TASK DESCRIPTION: Exactly repeat all the records below, omitting the images they hold.

Stored data
• • • •
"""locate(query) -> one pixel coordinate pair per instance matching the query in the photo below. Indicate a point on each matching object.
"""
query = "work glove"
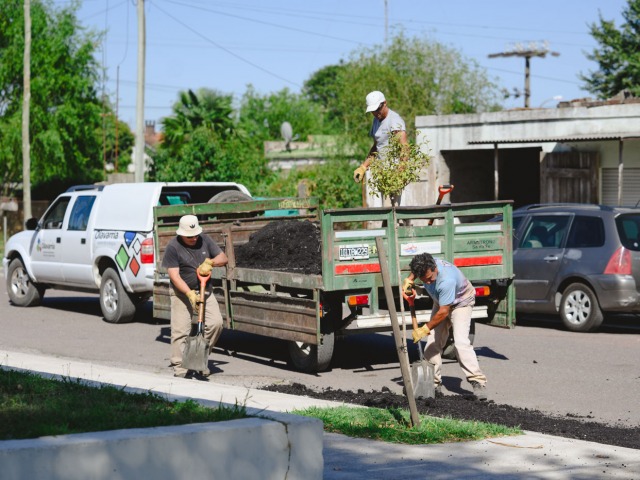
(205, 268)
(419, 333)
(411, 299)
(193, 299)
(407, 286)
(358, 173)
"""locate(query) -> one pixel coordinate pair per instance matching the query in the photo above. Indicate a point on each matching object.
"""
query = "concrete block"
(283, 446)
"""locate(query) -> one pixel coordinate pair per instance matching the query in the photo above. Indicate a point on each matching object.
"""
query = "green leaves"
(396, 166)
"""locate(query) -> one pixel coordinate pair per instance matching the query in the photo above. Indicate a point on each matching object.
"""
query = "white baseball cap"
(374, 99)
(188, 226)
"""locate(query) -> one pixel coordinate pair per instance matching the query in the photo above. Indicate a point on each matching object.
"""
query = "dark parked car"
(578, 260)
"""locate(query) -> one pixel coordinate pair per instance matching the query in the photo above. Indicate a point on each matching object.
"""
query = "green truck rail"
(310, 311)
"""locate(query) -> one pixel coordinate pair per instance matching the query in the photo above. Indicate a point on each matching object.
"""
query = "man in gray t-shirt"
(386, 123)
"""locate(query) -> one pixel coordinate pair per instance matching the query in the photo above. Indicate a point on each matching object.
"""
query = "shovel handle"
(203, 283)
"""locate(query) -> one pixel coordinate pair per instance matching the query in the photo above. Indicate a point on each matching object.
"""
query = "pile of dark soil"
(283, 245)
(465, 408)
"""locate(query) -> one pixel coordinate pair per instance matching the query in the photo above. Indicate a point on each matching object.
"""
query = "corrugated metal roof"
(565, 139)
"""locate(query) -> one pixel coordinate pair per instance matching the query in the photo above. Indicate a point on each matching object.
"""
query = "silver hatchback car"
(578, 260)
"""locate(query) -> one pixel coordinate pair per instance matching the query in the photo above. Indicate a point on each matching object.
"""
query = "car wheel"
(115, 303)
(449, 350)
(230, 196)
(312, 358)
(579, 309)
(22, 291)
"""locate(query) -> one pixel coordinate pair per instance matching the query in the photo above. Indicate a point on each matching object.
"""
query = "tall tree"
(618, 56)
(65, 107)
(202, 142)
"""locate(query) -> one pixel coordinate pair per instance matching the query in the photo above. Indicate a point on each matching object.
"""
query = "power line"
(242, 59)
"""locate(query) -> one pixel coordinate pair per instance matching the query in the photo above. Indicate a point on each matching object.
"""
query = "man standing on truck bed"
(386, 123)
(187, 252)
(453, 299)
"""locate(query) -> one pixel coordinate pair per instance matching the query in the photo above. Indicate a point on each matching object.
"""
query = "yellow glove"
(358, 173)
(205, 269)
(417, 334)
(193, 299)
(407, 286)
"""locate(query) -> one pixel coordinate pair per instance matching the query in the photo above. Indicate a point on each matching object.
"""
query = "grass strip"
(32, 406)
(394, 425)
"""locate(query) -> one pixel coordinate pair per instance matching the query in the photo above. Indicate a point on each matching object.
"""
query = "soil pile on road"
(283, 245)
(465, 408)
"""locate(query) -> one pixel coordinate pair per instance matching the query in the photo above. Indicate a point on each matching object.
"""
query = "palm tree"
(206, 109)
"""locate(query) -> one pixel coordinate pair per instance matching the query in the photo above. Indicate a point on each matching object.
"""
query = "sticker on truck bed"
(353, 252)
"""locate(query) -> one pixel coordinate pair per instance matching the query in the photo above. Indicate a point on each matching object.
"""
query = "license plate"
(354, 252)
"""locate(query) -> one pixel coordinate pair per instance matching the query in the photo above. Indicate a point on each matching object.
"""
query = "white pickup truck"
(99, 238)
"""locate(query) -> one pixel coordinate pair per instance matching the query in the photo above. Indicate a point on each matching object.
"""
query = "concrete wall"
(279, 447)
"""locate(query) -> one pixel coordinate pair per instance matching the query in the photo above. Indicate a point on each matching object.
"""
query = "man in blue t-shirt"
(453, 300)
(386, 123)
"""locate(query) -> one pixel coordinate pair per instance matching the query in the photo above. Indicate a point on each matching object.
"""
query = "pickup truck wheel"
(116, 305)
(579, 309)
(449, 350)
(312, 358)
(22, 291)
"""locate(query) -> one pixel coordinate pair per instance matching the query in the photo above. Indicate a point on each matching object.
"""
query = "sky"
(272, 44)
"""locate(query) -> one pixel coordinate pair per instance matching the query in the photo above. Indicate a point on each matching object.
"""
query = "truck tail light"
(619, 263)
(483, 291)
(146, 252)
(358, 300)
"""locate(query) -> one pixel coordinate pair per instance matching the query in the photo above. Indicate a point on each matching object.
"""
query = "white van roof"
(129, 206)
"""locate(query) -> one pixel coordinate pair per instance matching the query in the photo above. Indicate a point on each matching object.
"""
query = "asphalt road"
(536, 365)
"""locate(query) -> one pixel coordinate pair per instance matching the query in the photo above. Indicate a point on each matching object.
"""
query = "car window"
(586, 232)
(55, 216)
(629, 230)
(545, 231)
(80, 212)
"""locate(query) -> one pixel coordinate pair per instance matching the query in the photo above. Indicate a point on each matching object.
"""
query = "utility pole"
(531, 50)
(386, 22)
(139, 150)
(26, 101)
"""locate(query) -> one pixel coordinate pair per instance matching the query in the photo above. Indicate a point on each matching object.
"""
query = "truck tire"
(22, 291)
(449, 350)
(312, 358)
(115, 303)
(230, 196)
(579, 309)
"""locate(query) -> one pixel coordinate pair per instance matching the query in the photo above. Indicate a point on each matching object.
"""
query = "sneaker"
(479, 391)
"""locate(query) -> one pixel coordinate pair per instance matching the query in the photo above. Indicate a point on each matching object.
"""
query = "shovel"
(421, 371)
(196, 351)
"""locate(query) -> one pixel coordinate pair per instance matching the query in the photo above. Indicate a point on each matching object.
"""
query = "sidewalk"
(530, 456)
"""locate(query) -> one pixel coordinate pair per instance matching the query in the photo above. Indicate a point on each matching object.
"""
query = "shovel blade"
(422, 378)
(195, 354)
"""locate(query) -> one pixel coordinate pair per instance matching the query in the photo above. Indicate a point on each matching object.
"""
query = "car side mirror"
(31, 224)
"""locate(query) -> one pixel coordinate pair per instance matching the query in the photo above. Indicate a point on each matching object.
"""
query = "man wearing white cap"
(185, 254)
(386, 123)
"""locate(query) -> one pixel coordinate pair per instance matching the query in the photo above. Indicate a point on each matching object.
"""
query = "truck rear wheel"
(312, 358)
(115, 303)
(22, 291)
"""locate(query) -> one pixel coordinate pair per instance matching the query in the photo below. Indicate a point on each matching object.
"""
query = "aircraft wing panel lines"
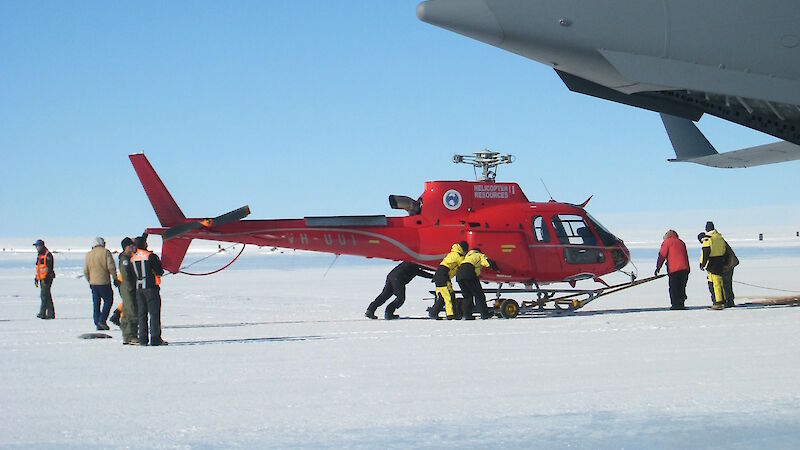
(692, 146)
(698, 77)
• • • •
ANSWER TO THIS TASK:
"""locate(query) -> one pixel coordinate pair per instance matching the query in the photo below. Indicate a point on each matching object.
"""
query = "work glove"
(205, 268)
(419, 333)
(411, 299)
(193, 299)
(407, 286)
(358, 173)
"""locate(query) -> one pixel coordinate pair per instance matching the query in the photo above. Indicate a point on each matching object.
"""
query = "concrete block"
(283, 446)
"""locate(query) -> one pixel coordinate pair per instance matching the query in the photo above. Indicate a point on each matching object.
"""
query = "green leaves"
(396, 166)
"""locate(query) -> one pixel coordinate pair per instance matching the query in the photo above. Indicate a point on each matching object.
"""
query = "white baseball cap"
(374, 99)
(188, 226)
"""locate(query) -> one pixel coordinate pair per instance matching the query in the photo above. Indicate a point on each matching object.
"""
query = "dark parked car"
(578, 260)
"""locate(query) -> one pixel coordinate pair per instance matching the query in the photo above. Indicate a point on each matching object.
"""
query = "green truck rail"
(310, 311)
"""locate(query) -> one pixel coordinate pair per instance matching the query in the photo above. Indicate a point on each matching object.
"""
query = "man in gray t-shirt"
(386, 123)
"""locate(query) -> one pixel coordinate pair per instance matching the query in the photo above. Indicate a point on each matching object.
"""
query = "shovel handle"
(203, 283)
"""locate(query) -> one pixel coordinate pair per instance matching the query in the photo above. Indicate a point on each matching object.
"""
query = "pile of dark soil"
(283, 245)
(465, 408)
"""locate(query) -> one pixel coordinate pair per instance matching the query in the photo above. Indicate a point on each matching object.
"""
query = "corrugated metal roof"
(565, 139)
"""locate(query) -> one pixel coordinate pair per instance matching the query in the photo above. Indicate a point on each matching object.
"""
query = "silver hatchback car"
(578, 260)
"""locate(query) -> one pixel coordinate pair per instance matching the query in the photo above. Indicate a point on each matching object.
"""
query = "car wheel"
(115, 303)
(449, 350)
(230, 196)
(312, 358)
(579, 309)
(22, 291)
"""locate(query) -> one pixel coordinate pair per instance matching the query in the photo above. Indicate a point on each matching object.
"""
query = "tall tree"
(618, 56)
(65, 107)
(202, 142)
"""locate(query) -> one pixel coordinate pair per instance matching the query in the photo above. Indicate a point on each matching object.
"""
query = "power line"
(242, 59)
"""locate(query) -> one pixel coordinate pair per instance matching the query in the photo above. Indicate a point on each matching object.
"""
query = "man standing on truck bed"
(386, 123)
(187, 252)
(453, 299)
"""locate(query) -> one pixel coordinate pair per instance matching the query in the photo above. Indicate a point on each matching object.
"""
query = "yellow glove"
(358, 173)
(205, 269)
(417, 334)
(193, 299)
(407, 286)
"""locate(query) -> one pixel coordinate pair per instance matching the query in the photo above. Indicate a point on each matching object.
"""
query = "grass strip"
(32, 406)
(394, 425)
"""locate(query) -> one pixel coordinate pair per instance matching the query in the photo above. Indicate a point on each matching object.
"""
query = "soil pile on road"
(283, 245)
(465, 408)
"""locate(query) -> one pixel coordinate pair per instance matching the query in the photo above. Indicate a point on each matching object.
"""
query = "palm tree"
(206, 109)
"""locate(query) -> one pixel coordinate pair per instance matching the query in the photo above. Indicate a point on each matching object.
"""
query = "sticker on truck bed"
(353, 252)
"""locate(query) -> one pixel coordinate pair per instance matching the query in the photo above. Indicate a point on each matching object.
"""
query = "license plate"
(354, 252)
"""locate(query) -> one pixel coordinate pair per instance matching the query in the photo above. Indicate a point on each matching object.
"""
query = "white pickup truck"
(99, 238)
"""locate(query) -> one pixel coordinate pair per instance matching the query in the photo above. Indicate a point on each matching object.
"""
query = "concrete wall"
(279, 447)
"""locate(query) -> one pixel coordinate pair per instance matching the query in the photo above. Indicate a point on each matching object.
"""
query = "man in blue t-shirt"
(453, 300)
(386, 123)
"""locate(query) -> one pixel coordinate pair per instance matching the query in the photo above. Indicate a point on each matching object.
"""
query = "pickup truck wheel"
(116, 305)
(579, 309)
(449, 350)
(312, 358)
(22, 291)
"""locate(query) -> one pixel coordinate pair per instance matching the query in the photo above. Indicate a point on each matching object.
"""
query = "sky"
(272, 44)
"""locate(query) -> one pixel coordinate pair per instance matching the query in the photo above. Indicate a point on each matching object.
"""
query = "truck tail light"
(619, 263)
(483, 291)
(146, 252)
(358, 300)
"""locate(query) -> one pixel coordinate pair per instance matching the query in the photo above. Indicate a point on each matching object.
"""
query = "white van roof"
(129, 206)
"""locate(query) -> one pixel coordinate pair per instance matching the query in the photo above. Indicate a point on each matching object.
"""
query = "asphalt road"
(536, 365)
"""locate(query) -> one pixel coordinate pair per instance matching the query in the photo above. Indicate a point on each matching object.
"""
query = "car window"
(586, 232)
(55, 216)
(629, 230)
(545, 231)
(80, 212)
"""locate(query) -> one pixel coordinate pair per instance matching the query in the photo above. Indicate a point on each matching object.
"""
query = "utility pole"
(531, 50)
(386, 22)
(139, 150)
(26, 101)
"""locate(query) -> one pixel coordinate pair per instance matching the query in the photo above. Indicate a point on each matching object.
"""
query = "truck tire"
(22, 291)
(449, 350)
(312, 358)
(115, 303)
(230, 196)
(579, 309)
"""locate(query) -> one pixel coordinate pair per instance matching the query in the photo above. Indicate a point on each matching object.
"""
query = "sneaker"
(479, 391)
"""locate(query) -> one pixel coordinate pair per instance matching the query in the photo above. Indicate a point on each matching object.
"""
query = "shovel"
(421, 371)
(196, 351)
"""locate(query) -> one pixel coordinate pair per instance matching the query in the photo above. Indicate a point on each matching object.
"""
query = "sidewalk"
(530, 456)
"""locate(query) -> one pixel coordinate pair per instance matching the query in the photo above. Indicate a point on each matching object.
"""
query = "shovel blade"
(422, 378)
(195, 354)
"""locate(query) -> one pixel coordinate pair per instance matching the query in the photo above. Indicate a point on each matching object.
"""
query = "car side mirror"
(31, 224)
"""locate(query) -> one pixel coordinate pair per instance matching the query in the photo above. Indicate a point on each matching object.
"""
query = "man wearing white cap"
(185, 254)
(386, 123)
"""locate(query) -> one pixel coordinate pair per instance matching the query in the photo above. Indicate a point on each matching object.
"""
query = "truck rear wheel"
(312, 358)
(115, 303)
(22, 291)
"""locate(query) -> one pixel coordinate pair per instance matching the query in the photo below. Indicate a point on each matching object.
"""
query = "aircraft wing panel lines"
(692, 146)
(698, 77)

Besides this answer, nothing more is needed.